WHAT YOU SHOULD DO
The whole of the data is to be returned without a single change.

GIVEN DATA
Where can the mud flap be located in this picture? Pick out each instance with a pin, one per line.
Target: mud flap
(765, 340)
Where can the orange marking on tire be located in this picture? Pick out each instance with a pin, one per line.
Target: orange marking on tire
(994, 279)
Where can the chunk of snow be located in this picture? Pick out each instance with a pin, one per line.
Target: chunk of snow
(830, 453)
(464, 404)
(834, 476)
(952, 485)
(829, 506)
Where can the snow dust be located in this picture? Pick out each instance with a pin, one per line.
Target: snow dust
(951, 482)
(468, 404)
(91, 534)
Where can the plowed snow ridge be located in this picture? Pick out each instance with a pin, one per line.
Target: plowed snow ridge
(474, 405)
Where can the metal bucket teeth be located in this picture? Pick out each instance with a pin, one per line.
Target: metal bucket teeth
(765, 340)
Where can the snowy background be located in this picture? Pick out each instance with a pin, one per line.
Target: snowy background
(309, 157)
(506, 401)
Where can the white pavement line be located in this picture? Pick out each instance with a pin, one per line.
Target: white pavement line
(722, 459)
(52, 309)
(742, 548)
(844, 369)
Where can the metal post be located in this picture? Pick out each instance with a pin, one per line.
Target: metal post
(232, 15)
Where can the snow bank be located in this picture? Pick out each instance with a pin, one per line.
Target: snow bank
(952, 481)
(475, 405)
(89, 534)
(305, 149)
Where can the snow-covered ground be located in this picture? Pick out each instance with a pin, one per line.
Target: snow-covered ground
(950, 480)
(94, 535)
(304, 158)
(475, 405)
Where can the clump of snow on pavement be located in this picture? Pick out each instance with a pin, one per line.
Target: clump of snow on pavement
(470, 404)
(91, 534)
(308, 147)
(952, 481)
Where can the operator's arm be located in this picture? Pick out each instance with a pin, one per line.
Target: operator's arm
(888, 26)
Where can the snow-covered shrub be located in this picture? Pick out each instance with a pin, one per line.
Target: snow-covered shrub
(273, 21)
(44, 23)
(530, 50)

RESULT OF THE EXERCISE
Where can the mud flap be located in this picture? Pick out each instance with a pin, one per line.
Target: mud flap
(765, 340)
Where can the orange marking on tire be located in this picture? Pick out each instance with a pin, one per line.
Target: orange marking on tire
(994, 279)
Where can the chunk of snow be located in this picture? Pick out each instance with a pin, one per line.
Target: chunk of snow
(830, 453)
(464, 404)
(834, 476)
(952, 485)
(829, 506)
Where can the snow dust be located in this picture? Pick out each instance with a pin, one per line.
Target: snow dust
(951, 482)
(468, 404)
(91, 534)
Where can the plowed snow ridge be located in this picture? Pick out each instance with a pin, one per line.
Target: plowed snow ridge
(474, 405)
Where can the metal bucket teeth be located in this picture? Pick out each instance with a pin, one per line.
Target: metal bucket teeth
(765, 340)
Where can the snowy background be located in this picture? Pick out each instance with a pin, one per line.
Target: snowy background
(309, 157)
(506, 401)
Where can the white pavement line be located in this picture? Pick out each instance with a pin, one per line.
Target: white pavement line
(722, 459)
(52, 309)
(742, 548)
(844, 369)
Where can the metal post be located in this picture? Pick out each instance with a pin, one per line.
Target: metal post
(232, 15)
Where can the snow bank be located in this picture? Pick out each instance with a pin, one per line.
Target: snow bank
(952, 481)
(475, 405)
(89, 534)
(305, 149)
Where can the snow-covered ground be located in this picture? Pick out each instance with a pin, one per line.
Target: snow-covered ground
(950, 480)
(94, 535)
(304, 158)
(475, 405)
Where can the clump of snow on pavement be located in this picture? Pick out each instance with a pin, one per line.
Target: clump of snow on pavement
(470, 404)
(91, 534)
(308, 147)
(952, 481)
Where can the operator's arm be located in this picture? Pick out each instance with a pin, one per line.
Target: operator's arm
(888, 26)
Where can the snow-covered shrub be located in this picture? Pick out each instance with a pin, one per line.
Target: snow-covered shrub
(273, 21)
(44, 23)
(530, 50)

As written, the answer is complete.